### Verilen metin:
Komisyon Adı | : | PLAN VE BÜTÇE KOMİSYONU |
Konu | : | Aksaray Milletvekili Hüseyin Altınsoy ve İstanbul Milletvekili Oğuz Üçüncü ile 69 Milletvekilinin Bazı Kanunlarda ve 660 Sayılı Kanun Hükmünde Kararnamede Değişiklik Yapılmasına Dair Kanun Teklifi (2/3077) |
Dönemi | : | 28 |
Yasama Yılı | : | 3 |
Tarih | : | 13 .05.2025 |
NİLGÜN ÖK (Denizli) - Teşekkür ediyorum Sayın Başkanım.
Sayın Başkan, değerli milletvekilleri; öncelikle kanun teklifini hazırlayan Sayın Hüseyin Altınsoy Beyefendi ve değerli milletvekillerimize teşekkür ediyoruz. Hayırlı olsun diliyorum.
Tabii, aslında, burada kanun teklifini hazırlayan biz milletvekillerine çok büyük bir haksızlık yapıldığını burada söylemek istiyorum. Biraz önce söylediler: "Ne oldu da işte Hüseyin Bey'e ne oldu, bir aydınlanma mı geldi de kanun teklifini hazırladı?" vesaire. Şimdi, Anayasa'mızın 88'inci maddesi ne diyor: "Kanun teklif etmeye milletvekilleri yetkilidir." Evet, şu an bu kanunu kim teklif ediyor? Hüseyin Bey ve milletvekilleri teklif ediyor. Ama burada diyor ki detaylı olarak: İşte bunun, taslağın hazırlanması, kanunun yazılması vesaire... Tabii ki milletvekilleri bu teklifi bürokratlarla çalışacak, bakanlıklarla beraber çalışacak.

### Kayıtlı bilgiler:

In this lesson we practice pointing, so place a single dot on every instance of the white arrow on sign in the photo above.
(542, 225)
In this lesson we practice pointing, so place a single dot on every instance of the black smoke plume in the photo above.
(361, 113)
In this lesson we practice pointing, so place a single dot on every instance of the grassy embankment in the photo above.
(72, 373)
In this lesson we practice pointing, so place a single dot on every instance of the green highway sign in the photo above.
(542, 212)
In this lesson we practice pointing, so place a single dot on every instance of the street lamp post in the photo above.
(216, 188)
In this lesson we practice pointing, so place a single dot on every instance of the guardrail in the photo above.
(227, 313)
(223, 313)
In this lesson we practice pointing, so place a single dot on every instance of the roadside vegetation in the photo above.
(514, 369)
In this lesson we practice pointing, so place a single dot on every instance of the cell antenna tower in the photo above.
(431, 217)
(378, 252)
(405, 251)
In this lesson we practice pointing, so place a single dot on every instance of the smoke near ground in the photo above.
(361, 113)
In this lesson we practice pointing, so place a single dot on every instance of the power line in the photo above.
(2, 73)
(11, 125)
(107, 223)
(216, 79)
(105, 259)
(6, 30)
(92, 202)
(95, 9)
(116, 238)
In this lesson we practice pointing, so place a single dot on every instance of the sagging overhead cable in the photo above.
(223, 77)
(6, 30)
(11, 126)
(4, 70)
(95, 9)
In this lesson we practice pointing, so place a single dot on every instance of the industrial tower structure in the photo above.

### Amaç 1:
Komisyon tutanağında adı geçen bütün illeri sıralayın.
### Amaç 2:
Komisyon tutanağında "Komisyon Adı |" ifadesini içeren sözcüklerle açılan ve "Hayırlı olsun diliyorum." ifadesiyle kapanan bölümü harfi harfine aktarın.

### Tam çıktı 1:
Tutanakta adı geçen iller Aksaray, İstanbul ve Denizli'dir.

### Tam çıktı 2:
Komisyon Adı | : | PLAN VE BÜTÇE KOMİSYONU |
Konu | : | Aksaray Milletvekili Hüseyin Altınsoy ve İstanbul Milletvekili Oğuz Üçüncü ile 69 Milletvekilinin Bazı Kanunlarda ve 660 Sayılı Kanun Hükmünde Kararnamede Değişiklik Yapılmasına Dair Kanun Teklifi (2/3077) |
Dönemi | : | 28 |
Yasama Yılı | : | 3 |
Tarih | : | 13 .05.2025 |
NİLGÜN ÖK (Denizli) - Teşekkür ediyorum Sayın Başkanım.
Sayın Başkan, değerli milletvekilleri; öncelikle kanun teklifini hazırlayan Sayın Hüseyin Altınsoy Beyefendi ve değerli milletvekillerimize teşekkür ediyoruz. Hayırlı olsun diliyorum.